# Dumb question? Tail vises?



## mart (Jun 23, 2008)

Please forgive my ignorance but in my research to design and build a workbench I notice most tail vises close all the way on the side but not on the end, leaving a gap between the end of the bench and the vise face. Why is this? Would the vise not be more versatile if both sides of the vise closed tight to their respective mating surfaces? I notice the Nyquist vise as illustrated in Schleining's, "The Workbench", closes tighly on both surfaces so am at a loss as to why other tail vises have the gap.

Mart


----------



## Gofor (Jan 12, 2008)

I made mine to close on both surfaces, and use both. It takes a little bit more time and finesse in the construction, but is well worth it IMHO.

Go


----------



## BigBob (Nov 5, 2008)

If you look at my recent blog entry ,you can see the entire construction of my workbench, and how I built the end vise.
I think that you are talking about the L shape end vise. I thought about that, but the reason I did not include the L is that it causes the vise to rack. It was never intended to act as two vises i.e. against the end of the workbench and inline with the bench.
You can build it that way and it looks nice, but it will eventually cause havoc with the end vise. I adjusted my vise to close against a piece of paper evenly across the gap to the workbench. If you use an L shape and use the L against the end of your bench to clamp with, it will never close evenly.
Just IMO.


----------



## Tangle (Jul 21, 2007)

I agree with Bob. If you look at my bench in my projects you will see that my end vise is just on the end. It still wracks and I probably should install a better quality vise.


----------



## mart (Jun 23, 2008)

====================

* What to work on *
1. In the tail vise thread, what reason does BigBob give for leaving the L shape off his end vise?
2. Continue the tail vise thread from where it stops.

[Entries drawn from a collection]
====================

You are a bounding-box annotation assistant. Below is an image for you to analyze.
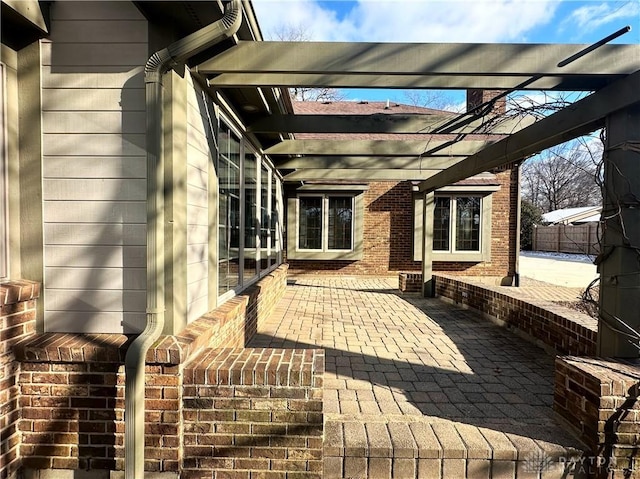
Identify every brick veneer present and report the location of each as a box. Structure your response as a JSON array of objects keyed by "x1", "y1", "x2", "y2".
[
  {"x1": 15, "y1": 265, "x2": 287, "y2": 474},
  {"x1": 398, "y1": 273, "x2": 422, "y2": 293},
  {"x1": 434, "y1": 274, "x2": 598, "y2": 356},
  {"x1": 289, "y1": 168, "x2": 518, "y2": 278},
  {"x1": 0, "y1": 281, "x2": 40, "y2": 479},
  {"x1": 182, "y1": 349, "x2": 324, "y2": 479},
  {"x1": 553, "y1": 356, "x2": 640, "y2": 478}
]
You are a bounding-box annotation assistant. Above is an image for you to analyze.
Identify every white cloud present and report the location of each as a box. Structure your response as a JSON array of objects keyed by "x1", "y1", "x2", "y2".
[
  {"x1": 254, "y1": 0, "x2": 559, "y2": 42},
  {"x1": 253, "y1": 0, "x2": 355, "y2": 41},
  {"x1": 563, "y1": 1, "x2": 640, "y2": 30}
]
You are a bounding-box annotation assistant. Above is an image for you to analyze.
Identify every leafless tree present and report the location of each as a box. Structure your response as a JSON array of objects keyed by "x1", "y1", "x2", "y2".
[
  {"x1": 403, "y1": 90, "x2": 458, "y2": 110},
  {"x1": 270, "y1": 24, "x2": 346, "y2": 102},
  {"x1": 522, "y1": 134, "x2": 602, "y2": 211}
]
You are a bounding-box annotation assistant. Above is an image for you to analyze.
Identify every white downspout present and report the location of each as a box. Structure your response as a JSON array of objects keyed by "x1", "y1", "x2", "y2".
[{"x1": 124, "y1": 0, "x2": 242, "y2": 479}]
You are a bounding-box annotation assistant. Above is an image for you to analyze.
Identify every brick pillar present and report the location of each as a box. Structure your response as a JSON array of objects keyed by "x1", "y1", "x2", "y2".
[{"x1": 0, "y1": 281, "x2": 40, "y2": 479}]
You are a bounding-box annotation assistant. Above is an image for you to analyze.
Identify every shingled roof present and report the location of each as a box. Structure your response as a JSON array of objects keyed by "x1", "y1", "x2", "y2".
[{"x1": 293, "y1": 101, "x2": 454, "y2": 115}]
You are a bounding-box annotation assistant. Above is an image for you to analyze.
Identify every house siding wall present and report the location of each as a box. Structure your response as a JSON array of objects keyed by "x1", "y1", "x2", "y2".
[
  {"x1": 187, "y1": 75, "x2": 215, "y2": 322},
  {"x1": 41, "y1": 1, "x2": 148, "y2": 333},
  {"x1": 287, "y1": 169, "x2": 518, "y2": 277}
]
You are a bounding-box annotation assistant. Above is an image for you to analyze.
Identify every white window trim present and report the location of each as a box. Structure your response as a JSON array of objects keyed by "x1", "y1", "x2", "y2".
[
  {"x1": 296, "y1": 193, "x2": 355, "y2": 253},
  {"x1": 287, "y1": 187, "x2": 364, "y2": 261},
  {"x1": 432, "y1": 193, "x2": 485, "y2": 259},
  {"x1": 413, "y1": 187, "x2": 498, "y2": 263}
]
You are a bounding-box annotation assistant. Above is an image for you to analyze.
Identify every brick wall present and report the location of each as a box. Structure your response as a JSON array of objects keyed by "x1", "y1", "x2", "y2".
[
  {"x1": 182, "y1": 349, "x2": 324, "y2": 479},
  {"x1": 0, "y1": 281, "x2": 40, "y2": 479},
  {"x1": 434, "y1": 274, "x2": 598, "y2": 356},
  {"x1": 398, "y1": 273, "x2": 422, "y2": 293},
  {"x1": 16, "y1": 265, "x2": 287, "y2": 479},
  {"x1": 288, "y1": 169, "x2": 518, "y2": 277},
  {"x1": 553, "y1": 356, "x2": 640, "y2": 478}
]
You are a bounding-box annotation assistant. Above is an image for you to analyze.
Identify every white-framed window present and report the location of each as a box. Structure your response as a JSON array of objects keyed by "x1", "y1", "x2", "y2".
[
  {"x1": 287, "y1": 185, "x2": 366, "y2": 261},
  {"x1": 0, "y1": 63, "x2": 9, "y2": 279},
  {"x1": 297, "y1": 195, "x2": 354, "y2": 251},
  {"x1": 215, "y1": 115, "x2": 282, "y2": 302},
  {"x1": 413, "y1": 186, "x2": 499, "y2": 263},
  {"x1": 433, "y1": 195, "x2": 482, "y2": 253}
]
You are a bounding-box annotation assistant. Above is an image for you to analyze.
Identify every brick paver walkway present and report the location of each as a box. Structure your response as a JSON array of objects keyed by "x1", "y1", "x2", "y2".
[{"x1": 250, "y1": 277, "x2": 579, "y2": 477}]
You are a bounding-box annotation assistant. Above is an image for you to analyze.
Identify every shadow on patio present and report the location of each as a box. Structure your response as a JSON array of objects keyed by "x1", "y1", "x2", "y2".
[{"x1": 249, "y1": 277, "x2": 583, "y2": 477}]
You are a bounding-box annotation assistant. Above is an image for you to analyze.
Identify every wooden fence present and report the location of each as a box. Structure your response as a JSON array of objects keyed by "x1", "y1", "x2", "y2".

====================

* Task results *
1. The L shape causes the vise to rack.

2.
Guys those are great benches. Thanks for sharing with me. I will most likely end up doing mine out of Alaskan birch since I have plenty of it. I am having some sawed this winter into thicker stock for the bench. I have been playing with a design for a simple non racking tail vise. When I get done with the project I am on now, I will draft it up from my sketches, scan it and post it here for your comments. I have been reading everything I can on building and designing benches and have a pretty good idea now what I want in a bench though that may change yet before I get started.

Mart


----------



## RJM60 (May 11, 2010)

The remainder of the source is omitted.